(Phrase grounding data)
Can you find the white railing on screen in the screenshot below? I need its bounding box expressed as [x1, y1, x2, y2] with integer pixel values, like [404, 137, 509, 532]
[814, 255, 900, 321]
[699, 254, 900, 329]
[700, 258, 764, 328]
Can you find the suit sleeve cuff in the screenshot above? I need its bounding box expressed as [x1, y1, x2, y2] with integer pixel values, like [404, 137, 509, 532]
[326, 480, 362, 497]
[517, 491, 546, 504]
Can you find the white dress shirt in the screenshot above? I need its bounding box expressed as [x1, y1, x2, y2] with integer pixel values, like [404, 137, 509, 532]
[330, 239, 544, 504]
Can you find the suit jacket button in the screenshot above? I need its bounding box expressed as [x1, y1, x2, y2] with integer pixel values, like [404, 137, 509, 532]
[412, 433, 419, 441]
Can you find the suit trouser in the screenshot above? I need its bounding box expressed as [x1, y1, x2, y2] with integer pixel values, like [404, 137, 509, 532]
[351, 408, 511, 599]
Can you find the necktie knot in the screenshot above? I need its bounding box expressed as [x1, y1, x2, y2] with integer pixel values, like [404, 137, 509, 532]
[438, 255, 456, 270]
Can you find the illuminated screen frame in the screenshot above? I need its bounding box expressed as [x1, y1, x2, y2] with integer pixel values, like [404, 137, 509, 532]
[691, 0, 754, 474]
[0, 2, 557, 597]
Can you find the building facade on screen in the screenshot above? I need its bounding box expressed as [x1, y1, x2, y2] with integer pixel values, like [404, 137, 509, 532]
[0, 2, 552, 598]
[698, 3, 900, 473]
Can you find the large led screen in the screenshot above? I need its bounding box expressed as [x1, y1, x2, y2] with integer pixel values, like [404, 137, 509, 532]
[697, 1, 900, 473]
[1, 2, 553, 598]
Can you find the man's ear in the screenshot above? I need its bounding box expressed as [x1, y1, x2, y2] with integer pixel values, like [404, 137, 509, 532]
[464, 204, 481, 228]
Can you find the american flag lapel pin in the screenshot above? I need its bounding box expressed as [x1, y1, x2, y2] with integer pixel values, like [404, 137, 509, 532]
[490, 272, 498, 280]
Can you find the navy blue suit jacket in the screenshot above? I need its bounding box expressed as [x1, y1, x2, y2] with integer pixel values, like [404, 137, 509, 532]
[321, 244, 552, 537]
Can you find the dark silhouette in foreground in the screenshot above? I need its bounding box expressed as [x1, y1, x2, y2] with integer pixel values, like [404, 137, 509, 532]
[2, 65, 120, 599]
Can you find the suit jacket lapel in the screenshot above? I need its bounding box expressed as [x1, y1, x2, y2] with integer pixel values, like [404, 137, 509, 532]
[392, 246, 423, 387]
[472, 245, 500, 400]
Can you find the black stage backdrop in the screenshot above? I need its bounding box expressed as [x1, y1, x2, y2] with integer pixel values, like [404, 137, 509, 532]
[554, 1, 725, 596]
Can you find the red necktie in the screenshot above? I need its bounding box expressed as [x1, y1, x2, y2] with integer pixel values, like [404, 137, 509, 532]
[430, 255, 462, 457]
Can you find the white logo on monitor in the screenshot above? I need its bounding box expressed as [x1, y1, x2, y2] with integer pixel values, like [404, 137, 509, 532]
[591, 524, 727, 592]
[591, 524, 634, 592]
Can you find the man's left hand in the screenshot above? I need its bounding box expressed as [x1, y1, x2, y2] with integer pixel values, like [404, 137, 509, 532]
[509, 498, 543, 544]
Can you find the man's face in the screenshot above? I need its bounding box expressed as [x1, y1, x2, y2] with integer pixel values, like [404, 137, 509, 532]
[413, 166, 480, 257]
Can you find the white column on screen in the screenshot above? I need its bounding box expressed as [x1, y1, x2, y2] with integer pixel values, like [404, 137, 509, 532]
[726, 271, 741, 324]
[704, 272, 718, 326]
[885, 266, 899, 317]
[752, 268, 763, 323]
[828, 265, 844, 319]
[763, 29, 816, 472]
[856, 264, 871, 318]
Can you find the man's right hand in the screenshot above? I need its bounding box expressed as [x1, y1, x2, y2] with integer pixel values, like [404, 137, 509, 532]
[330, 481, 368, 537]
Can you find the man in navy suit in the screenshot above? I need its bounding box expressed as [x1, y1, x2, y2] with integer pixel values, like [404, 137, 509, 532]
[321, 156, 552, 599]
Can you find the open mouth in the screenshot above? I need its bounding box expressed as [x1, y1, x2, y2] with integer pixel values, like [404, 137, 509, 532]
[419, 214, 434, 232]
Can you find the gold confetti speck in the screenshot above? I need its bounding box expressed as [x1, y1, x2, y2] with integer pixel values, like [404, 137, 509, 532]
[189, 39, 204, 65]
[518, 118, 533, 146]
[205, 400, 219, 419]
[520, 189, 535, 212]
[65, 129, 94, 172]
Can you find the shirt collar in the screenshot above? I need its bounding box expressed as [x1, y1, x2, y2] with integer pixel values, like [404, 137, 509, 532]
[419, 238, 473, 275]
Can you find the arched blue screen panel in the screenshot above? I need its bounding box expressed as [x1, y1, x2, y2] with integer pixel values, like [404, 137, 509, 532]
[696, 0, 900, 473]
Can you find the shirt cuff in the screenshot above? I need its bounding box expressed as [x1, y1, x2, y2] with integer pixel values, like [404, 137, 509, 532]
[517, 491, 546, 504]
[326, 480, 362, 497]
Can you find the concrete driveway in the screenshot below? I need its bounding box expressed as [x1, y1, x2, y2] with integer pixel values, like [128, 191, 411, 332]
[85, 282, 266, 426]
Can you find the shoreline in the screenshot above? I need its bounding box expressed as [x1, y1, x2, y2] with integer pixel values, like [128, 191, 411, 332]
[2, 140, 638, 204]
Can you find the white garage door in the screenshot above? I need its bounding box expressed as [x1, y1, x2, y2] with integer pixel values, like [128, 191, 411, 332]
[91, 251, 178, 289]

WORK INSTRUCTIONS: Your response must repeat the entries above exactly, in full.

RESULT FOR THIS EXERCISE:
Can you find the white railing on screen in the screenshot below? I need its bounding box expressed as [x1, y1, x2, y2] with integer pixel values, like [404, 137, 509, 532]
[814, 255, 900, 321]
[699, 254, 900, 329]
[700, 258, 764, 328]
Can you find the suit sleeve cuff in the screenshot above? I need its bounding box expressed as [x1, y1, x2, y2] with integer pixel values, like [404, 137, 509, 532]
[326, 480, 362, 497]
[517, 491, 546, 504]
Can you find the white dress shirt in the screenshot above? I need its bounding box expressed as [x1, y1, x2, y2] with integer pixel values, like [404, 137, 509, 532]
[330, 239, 544, 504]
Can you find the suit jacket button in the screenshot above? I need its bounding box expressed as [x1, y1, x2, y2] with integer pixel values, like [404, 137, 509, 532]
[412, 433, 419, 441]
Can you find the suit trouser in the screenshot above? I need its bounding box expressed as [x1, y1, x2, y2] with integer pixel values, like [404, 137, 509, 532]
[351, 408, 511, 599]
Can you find the necktie knot in the screenshot above? I need its bounding box expressed as [x1, y1, x2, y2] with integer pixel values, like [404, 137, 509, 532]
[438, 255, 456, 270]
Can you find the illuminated screen frame in the screenshot above? I need its bounding box expressed as [x1, y1, x2, y2] with integer pixel values, like [404, 137, 509, 532]
[691, 0, 754, 474]
[0, 2, 557, 597]
Can you find the building facade on screen in the screenshot above? I need its bounding box expressed as [x1, y1, x2, y2] with integer pixel values, like [404, 137, 509, 532]
[0, 2, 552, 598]
[698, 3, 900, 473]
Can you find the large led screen in the screenshot above? I need its bounding box expressed as [x1, y1, x2, y2] with integer pixel values, like [404, 137, 509, 532]
[697, 1, 900, 473]
[1, 2, 553, 598]
Can you find the man's ear in the screenshot above? I need its bounding box expressed as [x1, y1, x2, y2] with integer pixel values, like [404, 137, 509, 532]
[464, 204, 481, 228]
Can you find the american flag lapel pin in the screenshot above? I need its bounding box expressed as [x1, y1, x2, y2] with integer pixel values, like [404, 137, 509, 532]
[490, 272, 498, 280]
Can you find the navy blue suit jacket in the screenshot above? I need its bounding box expressed as [x1, y1, x2, y2] with integer pixel values, like [404, 137, 509, 532]
[321, 244, 552, 537]
Can you find the dark silhouette in foreground in the screenshot above? I need its bounding box expressed as [x1, y1, x2, y2] with integer pixel values, like [404, 137, 509, 532]
[2, 65, 120, 599]
Can you find the suit jacket lapel in the screenshot above? I need its bounding box expressed as [x1, y1, x2, y2] with integer pixel values, like [404, 137, 509, 532]
[392, 246, 423, 387]
[472, 245, 500, 400]
Can you find the black stage backdrop in the screenshot above? I need its bounding box expressed as [x1, y1, x2, y2] with integer pixel values, like [404, 137, 509, 532]
[554, 1, 725, 596]
Can you find the red necktie in the screenshot above? I need its bounding box expressed as [x1, y1, x2, y2] with integer pixel values, like [404, 137, 509, 532]
[430, 255, 462, 457]
Can you find the white logo on monitor in the screenshot above? I need its bounding box expressed as [x1, y1, x2, y2] with integer pixel values, like [404, 137, 509, 532]
[591, 524, 727, 592]
[591, 524, 634, 592]
Can you find the man's left hand in the screenshot above? I need its bounding box expressed as [x1, y1, x2, y2] with integer pixel values, like [404, 137, 509, 532]
[509, 498, 543, 544]
Can you find the man's face in the screenshot above? I need its bounding box expressed as [x1, y1, x2, y2] with integer pixel values, like [404, 137, 509, 532]
[413, 166, 480, 257]
Can you find the white column on screen in the screenshot above? I need its bounding box expressed as [x1, y1, x2, y2] with integer pixel values, like [404, 137, 509, 532]
[726, 271, 741, 324]
[704, 272, 718, 326]
[885, 266, 899, 317]
[752, 268, 763, 323]
[828, 265, 844, 319]
[763, 29, 816, 472]
[856, 264, 871, 318]
Can you find the man's right hand in the screenshot above? I need its bounding box expressed as [x1, y1, x2, y2] with integer pixel values, like [404, 137, 509, 532]
[330, 481, 368, 537]
Can you find the man in navy suit in the screenshot above? I need its bounding box expressed as [x1, y1, x2, y2] with integer pixel values, like [404, 137, 509, 532]
[321, 156, 552, 599]
Can you find the open mouth in the screenshot above? I need its bounding box expressed as [x1, y1, x2, y2] with integer pixel values, like [404, 137, 509, 532]
[419, 214, 434, 232]
Can you find the gold confetti speck in the screenshot above? I need its bounding box expressed as [x1, y1, x2, y2] with integer pixel values, like [404, 137, 509, 532]
[189, 39, 204, 65]
[518, 118, 533, 146]
[205, 400, 219, 419]
[520, 189, 535, 212]
[65, 129, 94, 172]
Can you find the shirt collar in the screenshot above? I need its bounding box expressed as [x1, y1, x2, y2] with integer pixel values, like [404, 137, 509, 532]
[419, 238, 473, 275]
Can you find the arched blue screen panel in the screenshot above? I need its bounding box expressed as [x1, y1, x2, y2] with integer pixel values, like [404, 137, 509, 532]
[696, 0, 900, 473]
Can you find the shirt cuff in the screenshot above? I need its bounding box expressed as [x1, y1, x2, y2] with integer pixel values, like [404, 137, 509, 532]
[517, 491, 546, 504]
[326, 480, 362, 497]
Can you find the concrete driveway in the screenshot below? I need its bounding box expressed as [x1, y1, x2, y2] with integer pixel values, like [128, 191, 411, 332]
[85, 282, 266, 426]
Can you find the shoreline in the screenshot above? I need its bounding box expressed as [x1, y1, x2, y2] with integer pixel values, like [128, 191, 411, 332]
[2, 140, 638, 204]
Can you find the white garage door in the screenshot above? I need its bounding box expressed as [x1, y1, x2, y2] with integer pixel values, like [128, 191, 411, 332]
[91, 251, 178, 289]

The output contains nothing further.